If a, b, c are in continued proportion, prove that :

(i) $\dfrac{a + b}{b + c} = \dfrac{a^{2}(b - c)}{b^{2}(a - b)}$

(ii) $\dfrac{a + b + c}{a - b + c} = \dfrac{(a + b + c)^{2}}{(a^{2} + b^{2} + c^{2})}$

(iii) $\dfrac{a^{2} + ab + b^{2}}{b^{2} + bc + c^{2}} = \dfrac{a}{c}$

(iv) (a + b + c)(a − b + c) = (a² + b² + c²)

(v) a²b²c²(a⁻³ + b⁻³ + c⁻³) = (a³ + b³ + c³)

(vi) ad(c² + d²) = c³(b + d)

(i) Given,

⇒ a, b, c are in continued proportion

∴ a : b = b : c

$\Rightarrow \dfrac{a}{b} = \dfrac{b}{c}$ = k (let)

⇒ b = ck, a = bk = (ck)k = ck².

▸ Work to complete:
A. In the continued-proportion exercise, write out the right-hand side of each identity labeled (i) through (v).
B. Translate the opening sentence of the continued-proportion exercise, "If a, b, c are in continued proportion, prove that:", into Spanish.
C. Proceed with the worked solution to part (i) of the continued-proportion exercise, starting after the line that gives a = ck².
The listing after this note has no role in any of this work.

▸ Provided material:

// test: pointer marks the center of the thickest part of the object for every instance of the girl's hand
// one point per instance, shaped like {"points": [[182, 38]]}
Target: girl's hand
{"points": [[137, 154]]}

▸ Per-task answers:
A.
(i) a²(b − c) / [b²(a − b)]
(ii) (a + b + c)² / (a² + b² + c²)
(iii) a/c
(iv) a² + b² + c²
(v) a³ + b³ + c³

B. Si a, b, c están en proporción continua, demuestre que:

C.
Substituting values of a and b in L.H.S. of equation $\dfrac{a + b}{b + c} = \dfrac{a^{2}(b - c)}{b^{2}(a - b)}$, we get :

$\Rightarrow \dfrac{a + b}{b + c} \\[1em] \Rightarrow \dfrac{ck^2 + ck}{ck + c} \\[1em] \Rightarrow \dfrac{c k(k + 1)}{c(k + 1)} \\[1em] \Rightarrow k.$

Substituting values of a and b in R.H.S. of equation $\dfrac{a + b}{b + c} = \dfrac{a^{2}(b - c)}{b^{2}(a - b)}$, we get :

$\Rightarrow \dfrac{a^2(b - c)}{b^2(a - b)} \\[1em] \Rightarrow \dfrac{(ck^2)^2\big(ck - c\big)}{(ck)^2\big(ck^2 - ck\big)} \\[1em] \Rightarrow \dfrac{c^2k^4(ck - c)}{c^2k^2(ck^2 - ck)} \\[1em] \Rightarrow \dfrac{c^3 k^4 (k - 1)}{c^3k^3(k - 1)} \\[1em] \Rightarrow k.$

Since, L.H.S. = R.H.S.

Hence, proved that $\dfrac{a + b}{b + c} = \dfrac{a^{2}(b - c)}{b^{2}(a - b)}$.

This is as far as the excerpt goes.